== ESTRATTO FORNITO
Al tempo stesso, per la progressiva ripartenza prevista dall’11 maggio, che contempla la riapertura di diversi settori produttivi e commerciali, il governo francese si impegna con una tabella di marcia, sempre restando fondamentale il corrispettivo miglioramento della situazione sanitaria. Le scuole riapriranno, ma non l’insegnamento universitario, secondo rigide regole di sicurezza, i luoghi come bar, ristoranti e teatri in questa fase rimarranno ancora chiusi, i grandi eventi non potranno tenersi almeno sino a metà luglio. La situazione sarà monitorata ogni settimana per adattare le misure e tenere informati i francesi.
Agli anziani e a persone con problemi di salute sarà chiesto di rimanere, almeno in un primo tempo, ancora confinati nelle loro abitazioni. Accanto a tutto questo dal momento della progressiva riapertura l’impegno del governo è quello di procedere a un uso intensivo di test (coinvolgendo tutti i laboratori pubblici e privati e con l’obiettivo di essere in grado di testare dall’11 maggio tutti coloro che presentano anche un solo sintomo) e al tracciamento, così come alla distribuzione di mascherine per i cittadini, differenziate a seconda dei ruoli e il cui uso in talune situazioni, come sui trasporti pubblici, diverrà ‘sistematico’ (immaginiamo obbligatorio). Il piano, nei dettagli e basato su questi principi, sarà presentato dal governo tra quindici giorni.
====
== CONTENUTO DEI RECORD
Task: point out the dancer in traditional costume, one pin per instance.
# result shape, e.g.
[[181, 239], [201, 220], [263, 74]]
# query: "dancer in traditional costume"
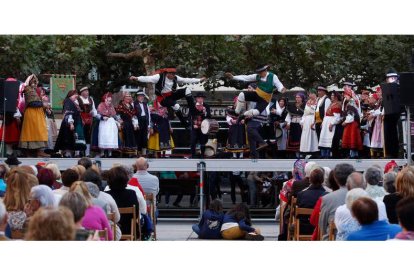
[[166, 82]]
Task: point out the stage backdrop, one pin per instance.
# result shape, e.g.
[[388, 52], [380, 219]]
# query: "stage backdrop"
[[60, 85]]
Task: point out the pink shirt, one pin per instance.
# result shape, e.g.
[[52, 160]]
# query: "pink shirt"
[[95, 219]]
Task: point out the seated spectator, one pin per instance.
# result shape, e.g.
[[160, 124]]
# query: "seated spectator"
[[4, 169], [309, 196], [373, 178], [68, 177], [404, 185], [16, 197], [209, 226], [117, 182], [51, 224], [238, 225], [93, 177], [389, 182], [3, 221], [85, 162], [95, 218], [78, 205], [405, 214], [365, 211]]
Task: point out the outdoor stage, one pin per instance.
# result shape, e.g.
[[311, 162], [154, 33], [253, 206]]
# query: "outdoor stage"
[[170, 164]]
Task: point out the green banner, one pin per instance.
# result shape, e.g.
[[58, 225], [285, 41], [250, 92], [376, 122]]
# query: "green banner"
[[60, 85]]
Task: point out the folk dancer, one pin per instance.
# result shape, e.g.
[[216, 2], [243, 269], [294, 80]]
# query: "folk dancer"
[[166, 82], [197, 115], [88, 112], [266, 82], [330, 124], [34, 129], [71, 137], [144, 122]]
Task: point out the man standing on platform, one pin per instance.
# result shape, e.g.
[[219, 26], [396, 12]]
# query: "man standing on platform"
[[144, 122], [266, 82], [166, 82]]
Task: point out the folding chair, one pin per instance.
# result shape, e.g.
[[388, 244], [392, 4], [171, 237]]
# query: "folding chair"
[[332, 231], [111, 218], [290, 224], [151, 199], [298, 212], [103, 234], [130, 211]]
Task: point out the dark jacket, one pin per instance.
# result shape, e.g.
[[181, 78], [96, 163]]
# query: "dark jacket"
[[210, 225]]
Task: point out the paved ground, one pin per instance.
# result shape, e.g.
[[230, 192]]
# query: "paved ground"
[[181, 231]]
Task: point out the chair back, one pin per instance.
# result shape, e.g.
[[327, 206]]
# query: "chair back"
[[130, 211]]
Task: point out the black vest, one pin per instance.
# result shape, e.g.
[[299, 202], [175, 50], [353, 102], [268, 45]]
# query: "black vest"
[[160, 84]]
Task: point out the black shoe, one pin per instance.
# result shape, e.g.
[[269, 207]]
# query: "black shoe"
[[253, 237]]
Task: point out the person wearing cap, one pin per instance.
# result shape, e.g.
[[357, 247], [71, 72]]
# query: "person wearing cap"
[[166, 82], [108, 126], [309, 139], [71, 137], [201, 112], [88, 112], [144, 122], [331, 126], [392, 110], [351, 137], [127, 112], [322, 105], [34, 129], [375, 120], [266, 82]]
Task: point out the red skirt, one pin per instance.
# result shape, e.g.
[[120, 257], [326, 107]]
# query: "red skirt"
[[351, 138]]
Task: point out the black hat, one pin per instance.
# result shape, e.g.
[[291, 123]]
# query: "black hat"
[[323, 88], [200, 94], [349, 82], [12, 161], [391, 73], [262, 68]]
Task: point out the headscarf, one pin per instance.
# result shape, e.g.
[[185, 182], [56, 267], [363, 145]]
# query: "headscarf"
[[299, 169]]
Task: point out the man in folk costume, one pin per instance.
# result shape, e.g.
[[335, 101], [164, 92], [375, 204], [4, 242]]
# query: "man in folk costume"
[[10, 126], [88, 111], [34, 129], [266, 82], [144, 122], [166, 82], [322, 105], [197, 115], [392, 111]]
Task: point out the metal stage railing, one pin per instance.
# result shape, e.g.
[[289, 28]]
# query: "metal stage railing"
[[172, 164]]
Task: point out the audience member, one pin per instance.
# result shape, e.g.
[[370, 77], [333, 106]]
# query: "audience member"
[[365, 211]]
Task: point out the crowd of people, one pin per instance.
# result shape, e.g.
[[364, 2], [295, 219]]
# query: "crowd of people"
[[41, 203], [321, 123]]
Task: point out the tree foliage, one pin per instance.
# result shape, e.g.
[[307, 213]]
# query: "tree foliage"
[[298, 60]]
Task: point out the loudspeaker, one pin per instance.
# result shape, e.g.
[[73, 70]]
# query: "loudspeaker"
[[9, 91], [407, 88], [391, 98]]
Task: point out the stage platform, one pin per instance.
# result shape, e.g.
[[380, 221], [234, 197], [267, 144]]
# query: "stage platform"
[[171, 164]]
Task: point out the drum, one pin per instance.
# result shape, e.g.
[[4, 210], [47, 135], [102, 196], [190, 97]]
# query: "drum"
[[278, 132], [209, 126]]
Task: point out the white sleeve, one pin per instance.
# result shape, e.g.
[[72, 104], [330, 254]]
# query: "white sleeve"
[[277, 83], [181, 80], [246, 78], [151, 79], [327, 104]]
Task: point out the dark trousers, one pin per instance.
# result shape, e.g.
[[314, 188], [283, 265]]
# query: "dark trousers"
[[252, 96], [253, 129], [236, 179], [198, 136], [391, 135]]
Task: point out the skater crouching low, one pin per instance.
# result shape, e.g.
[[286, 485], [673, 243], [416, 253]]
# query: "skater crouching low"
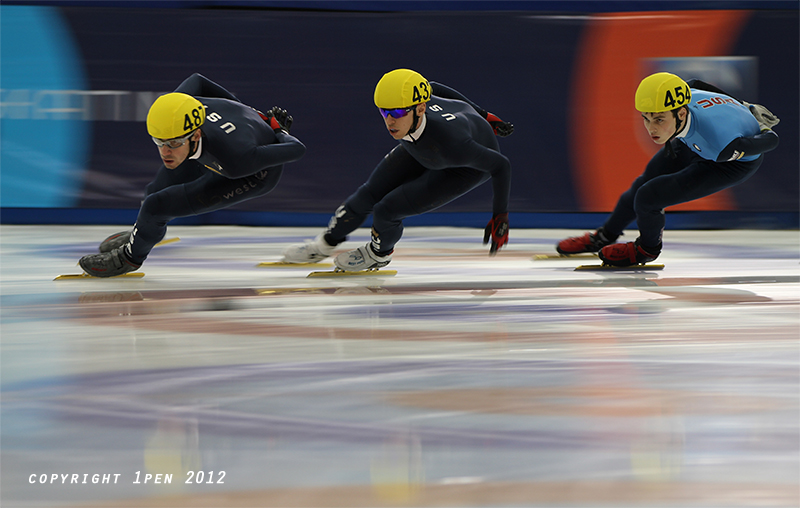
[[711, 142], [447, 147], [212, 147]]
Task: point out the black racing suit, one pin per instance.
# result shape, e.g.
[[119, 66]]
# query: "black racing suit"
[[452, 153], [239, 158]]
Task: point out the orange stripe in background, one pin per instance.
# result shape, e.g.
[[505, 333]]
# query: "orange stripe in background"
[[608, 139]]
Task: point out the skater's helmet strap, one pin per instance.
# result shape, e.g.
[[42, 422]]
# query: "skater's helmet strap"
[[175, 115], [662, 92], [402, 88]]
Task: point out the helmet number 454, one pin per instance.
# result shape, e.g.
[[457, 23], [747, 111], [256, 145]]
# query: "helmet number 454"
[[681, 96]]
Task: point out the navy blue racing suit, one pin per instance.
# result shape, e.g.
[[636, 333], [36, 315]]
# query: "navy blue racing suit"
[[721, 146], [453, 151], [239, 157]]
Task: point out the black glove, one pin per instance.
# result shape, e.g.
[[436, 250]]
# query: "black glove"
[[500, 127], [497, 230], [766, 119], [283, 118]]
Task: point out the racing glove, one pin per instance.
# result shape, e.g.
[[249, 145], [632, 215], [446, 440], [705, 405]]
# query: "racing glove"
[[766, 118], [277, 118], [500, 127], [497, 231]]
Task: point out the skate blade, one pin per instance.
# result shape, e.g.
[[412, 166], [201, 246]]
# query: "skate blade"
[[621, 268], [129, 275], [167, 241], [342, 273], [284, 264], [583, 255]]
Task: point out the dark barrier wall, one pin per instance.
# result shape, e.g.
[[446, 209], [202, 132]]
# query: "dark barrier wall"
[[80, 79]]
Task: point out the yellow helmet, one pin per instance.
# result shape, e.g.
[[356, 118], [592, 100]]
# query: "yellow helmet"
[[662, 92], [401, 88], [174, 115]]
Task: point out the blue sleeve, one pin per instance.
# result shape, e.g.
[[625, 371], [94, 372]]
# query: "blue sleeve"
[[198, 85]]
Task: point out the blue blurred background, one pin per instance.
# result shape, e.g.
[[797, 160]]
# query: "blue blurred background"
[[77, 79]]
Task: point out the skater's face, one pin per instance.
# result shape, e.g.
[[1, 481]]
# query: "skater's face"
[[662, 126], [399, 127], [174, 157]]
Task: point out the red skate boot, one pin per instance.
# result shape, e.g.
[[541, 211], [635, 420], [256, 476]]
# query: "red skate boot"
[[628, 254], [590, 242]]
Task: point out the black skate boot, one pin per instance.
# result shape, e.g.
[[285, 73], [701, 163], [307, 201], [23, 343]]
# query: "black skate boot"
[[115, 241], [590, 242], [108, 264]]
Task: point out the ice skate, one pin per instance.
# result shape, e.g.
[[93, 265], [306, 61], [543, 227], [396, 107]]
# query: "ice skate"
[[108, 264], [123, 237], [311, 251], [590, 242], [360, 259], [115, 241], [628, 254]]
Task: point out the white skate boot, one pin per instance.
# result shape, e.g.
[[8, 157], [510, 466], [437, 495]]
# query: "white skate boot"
====
Riprendi l'estratto sulla riapertura in Francia e prosegui il testo dopo la sua ultima frase. I record non hanno alcun legame con l'estratto sulla riapertura in Francia.

Ammettendo che non è possibile dare risposta al quesito su quando si potrà tornare alla vita di prima, Macron ha comunque finalmente indicato una direzione e le tappe sulle quali per ora è sensato ragionare, insistendo sulla necessità di monitoraggio e adattamento continui. Un leader che non traccia una direzione, d’altro canto, non è un leader e nel tempo una tale mancanza rischia di sottrargli credibilità e conseguentemente i mezzi per mobilitare il Paese.
Ma c’è stato anche dell’altro. Un altro non scontato. Innanzitutto, accanto alle rivendicazioni per ciò che è stato fatto, l’ammissione di ritardi ed errori. Forse non all’altezza di clamorosi errori come l’aver tenuto il primo turno delle municipali (errore del quale porta una responsabilità in realtà ancora non ammessa), ma non banale: «Eravamo preparati a questa crisi? L’evidenza mostra che non lo eravamo abbastanza», «Il momento ha rivelato delle lacune, delle insufficienze… come voi ho visto delle carenze, delle lentezze, delle procedure inutili, anche delle debolezze nella nostra logistica».
Macron ha raccontato dei passi per adattarsi a una crisi alla quale si era giunti impreparati: prendere decisioni difficili a partire da informazioni parziali, spesso mutevoli, adeguandosi di continuo a una realtà che ancora presenta molti lati sconosciuti. In sintesi, ha voluto coinvolgere i francesi in un processo in fieri dalle tante incognite, senza negarle. E ha evitato di colpevolizzarli, come en passant, ma non troppo implicitamente, aveva invece fatto nel suo secondo discorso del 16 marzo, quando si era riferito a comportamenti non responsabili che lo avrebbero costretto a rafforzare le misure restrittive.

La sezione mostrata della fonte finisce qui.